Yapılacak İşler
(1) Locke hakkındaki yazıda "Yaşam, Mülk, Öz-gür-lük" ifadesinden "slogan da olamadı." ifadesine kadar uzanan bölümü, hiçbir değişiklik yapmadan çıkarın.
(2) Kayıtlardaki bütün satırları boş olanları atlayarak Markdown tablosuna dönüştürün. Tablonun sütunları "Sıra" (satır numarası) ve "Satır" (satırın kendisi) olsun, resim satırları ise tabloya alınmasın.

Belge Bölümü
────────────────────
13 Kasım 2014 12:08

Yaşam, Mülk, Öz-gür-lük

Locke’a göre dünya esas olarak herkesin ortak mülküdür ancak her birey, bu ortak mülkün bir kısmını alıp, onu mülk edinme hakkına sahiptir. Kim hangi toprağa emeğini kattıysa orası onundur. Yani Locke günümüzde aktif politikada yer alsaydı ‘HERKES İÇİN MÜLK’ gibi bir sloganı olurdu herhalde

Paylaş

Kocaeli'den bir öğrenci

Bundan 6 gün önce 6 Kasım’da YÖK’e karşı gerçekleşen eylemlerin birinde atılacak slogan değil bu. Hatta sanayi devriminin gerçekleştiği, serbest piyasanın geliştiği, üretimin toplumsallaşıp üretim araçlarının bireyselleştiği zamanlarda alanlara inip barikatlarda direnen binlerce insanın hep bir ağızdan attığı bir slogan da olamadı.

Ama tuttuğu zamanlar da vardı elbet. Sene 1689, İngiltere’de Kral 2. James tahttan uzaklaştırılmış, bu da tarih kitaplarında yerini ‘Kansız Devrim’ olarak almış. John Locke da fikirleri ve yazıları ile bu devrimin gerçekleşmesinde önemli bir rol oynamış. Sanayi devriminden bir asır önce, coğrafi keşiflerin tam göbeğinde doğmuş bir düşünür. İnsan aklına gerekli güvenin duyulmadığı, iktidarı Tanrı’nın dağıttığı, bilginin doğuştan elde edildiğinin düşünüldüğü bir dönemde ‘Tabula Rasa’ demiş, halkın kendi seçtiği yöneticiler ile yönetilmesi gerektiğini savunmuş, insanların hükümdarlara ihtiyacı olmadığını öne sürmüş bir adam.

HERKES İÇİN MÜLK!

Bu adama göre tüm insanların eşit ve bağımsız oldukları bir doğal düzen vardır. Bireyler; “Başka birinin iradesine bağımlı olmadan doğa kanunları çerçevesinde, uygun gördükleri şekilde eylemde bulunur ve mülklerini elden çıkarırlar.” (Locke, 2002 [1690]: 269) Doğa kanunları gereği tüm insanlar eşit ve bağımsızdır. Bu nedenle; “Hiç kimse diğerinin yaşamına, sağlığına, özgürlüğüne ya da mülküne zarar vermemelidir.” (271) Tüm insanlar eşit olduğuna göre; “Bütün iktidar ve yargılama yetkisi gerektiği oranda herkese eşit dağıtılmıştır, öyle ki kimse diğerinden daha fazlasına sahip değildir.” (269)
────────────────────
Veri Bölümü

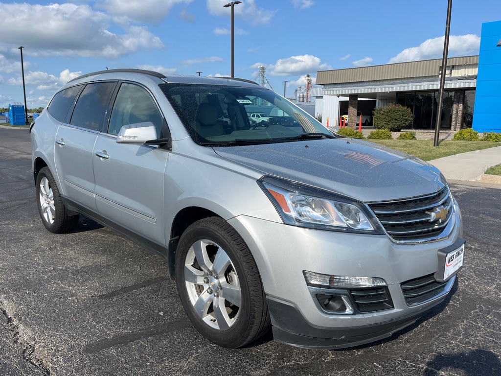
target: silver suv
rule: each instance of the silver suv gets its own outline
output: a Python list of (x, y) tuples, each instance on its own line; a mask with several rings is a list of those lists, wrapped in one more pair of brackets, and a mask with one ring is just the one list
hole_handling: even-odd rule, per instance
[[(249, 122), (270, 110), (295, 121)], [(98, 72), (31, 132), (47, 230), (82, 214), (164, 258), (193, 325), (222, 346), (270, 327), (310, 348), (387, 337), (443, 301), (462, 265), (436, 168), (333, 134), (250, 81)]]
────────────────────
Beklenen Yanıtlar
(1)
Yaşam, Mülk, Öz-gür-lük

Locke’a göre dünya esas olarak herkesin ortak mülküdür ancak her birey, bu ortak mülkün bir kısmını alıp, onu mülk edinme hakkına sahiptir. Kim hangi toprağa emeğini kattıysa orası onundur. Yani Locke günümüzde aktif politikada yer alsaydı ‘HERKES İÇİN MÜLK’ gibi bir sloganı olurdu herhalde

Paylaş

Kocaeli'den bir öğrenci

Bundan 6 gün önce 6 Kasım’da YÖK’e karşı gerçekleşen eylemlerin birinde atılacak slogan değil bu. Hatta sanayi devriminin gerçekleştiği, serbest piyasanın geliştiği, üretimin toplumsallaşıp üretim araçlarının bireyselleştiği zamanlarda alanlara inip barikatlarda direnen binlerce insanın hep bir ağızdan attığı bir slogan da olamadı.

(2)
| Sıra | Satır |
|---|---|
| 1 | target: silver suv |
| 2 | rule: each instance of the silver suv gets its own outline |
| 3 | output: a Python list of (x, y) tuples, each instance on its own line; a mask with several rings is a list of those lists, wrapped in one more pair of brackets, and a mask with one ring is just the one list |
| 4 | hole_handling: even-odd rule, per instance |
| 5 | [[(249, 122), (270, 110), (295, 121)], [(98, 72), (31, 132), (47, 230), (82, 214), (164, 258), (193, 325), (222, 346), (270, 327), (310, 348), (387, 337), (443, 301), (462, 265), (436, 168), (333, 134), (250, 81)]] |